BRIEF A |
Answer these questions using the Marlow review.
(i) Who is named as the illustrator of Marlow?
(ii) In what format did the reviewer read Marlow?
(iii) Which two genres does Nelson combine in the story?
BRIEF B |
From the Marlow review, extract the passage starting at "Unfolding somewhere between" and ending at "is with carnage.".

EXERCISE PASSAGE |
*** Block opens ***
Aaron Thomas Nelson's action/horror graphic novel Marlow has the distinction of being the first comic I've ever read in a digital format. I've been adverse to it since the inception of e-books, and especially when it comes to the comic medium. I still don't like it, but I sucked it up, and made a pleasant discovery along the way; I was able to get down and dirty with each panel, able to blow them up and still retain a high resolution image. This allowed me to get very intimate with the violent, corrupt world that Nelson and illustrator Matthew Reynolds created. In a way, I was thrust to the forefront of battle, certain I'd need to wipe up gory matter after finishing.
Unfolding somewhere between Apocalypse Now and Night of the Living Dead, Nelson marries two genres not commonly found cozying up to one another in comicdom: the zombie horror tale, and the black-ops underground war story. While the gory zombie violence is certainly up front, Nelson’s conflicted protagonist also offers a conscience into the story. Infusing philosophy on the nature of man, Nelson elevates things above the standard fare. Clearly, the author's influences go beyond Romero and multiple viewings of Commando. This is no Call of Duty: The Zombie Edition. Admirably, Nelson is just as interested in philosophical discourse as he is with carnage.
*** Block closes ***
(Stored items)
*** Block opens ***
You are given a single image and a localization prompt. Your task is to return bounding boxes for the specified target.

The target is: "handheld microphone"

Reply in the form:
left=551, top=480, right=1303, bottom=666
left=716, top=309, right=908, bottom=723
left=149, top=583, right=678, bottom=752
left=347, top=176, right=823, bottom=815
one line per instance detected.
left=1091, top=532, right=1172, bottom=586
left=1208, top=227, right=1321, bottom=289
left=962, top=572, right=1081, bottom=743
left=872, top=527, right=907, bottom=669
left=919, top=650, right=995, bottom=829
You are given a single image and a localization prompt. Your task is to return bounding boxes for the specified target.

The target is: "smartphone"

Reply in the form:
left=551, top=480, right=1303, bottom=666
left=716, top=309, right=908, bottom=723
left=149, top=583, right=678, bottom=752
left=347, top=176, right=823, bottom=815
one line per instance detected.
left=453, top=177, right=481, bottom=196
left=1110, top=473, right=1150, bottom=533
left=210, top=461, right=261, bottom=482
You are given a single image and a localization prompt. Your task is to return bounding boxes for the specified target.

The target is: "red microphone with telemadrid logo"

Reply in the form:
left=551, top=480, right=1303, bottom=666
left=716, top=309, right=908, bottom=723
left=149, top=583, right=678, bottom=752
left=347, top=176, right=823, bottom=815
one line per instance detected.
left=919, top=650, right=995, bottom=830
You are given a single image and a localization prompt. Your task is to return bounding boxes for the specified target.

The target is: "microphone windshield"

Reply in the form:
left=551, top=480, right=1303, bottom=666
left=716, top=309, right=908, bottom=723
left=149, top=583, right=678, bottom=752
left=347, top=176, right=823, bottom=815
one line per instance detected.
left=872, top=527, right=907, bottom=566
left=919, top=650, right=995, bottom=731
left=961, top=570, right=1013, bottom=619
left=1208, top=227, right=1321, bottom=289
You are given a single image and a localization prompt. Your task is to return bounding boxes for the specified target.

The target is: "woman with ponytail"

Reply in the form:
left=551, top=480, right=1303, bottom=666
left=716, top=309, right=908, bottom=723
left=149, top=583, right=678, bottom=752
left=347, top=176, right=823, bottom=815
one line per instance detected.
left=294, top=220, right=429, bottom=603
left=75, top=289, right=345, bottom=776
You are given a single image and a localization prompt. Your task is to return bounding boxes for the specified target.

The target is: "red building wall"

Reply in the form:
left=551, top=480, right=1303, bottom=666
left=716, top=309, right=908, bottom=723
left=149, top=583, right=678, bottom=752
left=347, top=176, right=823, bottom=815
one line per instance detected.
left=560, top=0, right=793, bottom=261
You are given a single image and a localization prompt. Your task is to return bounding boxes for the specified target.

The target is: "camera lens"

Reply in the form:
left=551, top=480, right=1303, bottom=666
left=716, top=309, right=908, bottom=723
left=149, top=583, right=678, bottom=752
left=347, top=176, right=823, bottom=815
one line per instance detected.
*** Block closes ***
EXERCISE OUTPUT A |
(i) Matthew Reynolds
(ii) A digital format
(iii) The zombie horror tale and the black-ops underground war story

EXERCISE OUTPUT B |
Unfolding somewhere between Apocalypse Now and Night of the Living Dead, Nelson marries two genres not commonly found cozying up to one another in comicdom: the zombie horror tale, and the black-ops underground war story. While the gory zombie violence is certainly up front, Nelson’s conflicted protagonist also offers a conscience into the story. Infusing philosophy on the nature of man, Nelson elevates things above the standard fare. Clearly, the author's influences go beyond Romero and multiple viewings of Commando. This is no Call of Duty: The Zombie Edition. Admirably, Nelson is just as interested in philosophical discourse as he is with carnage.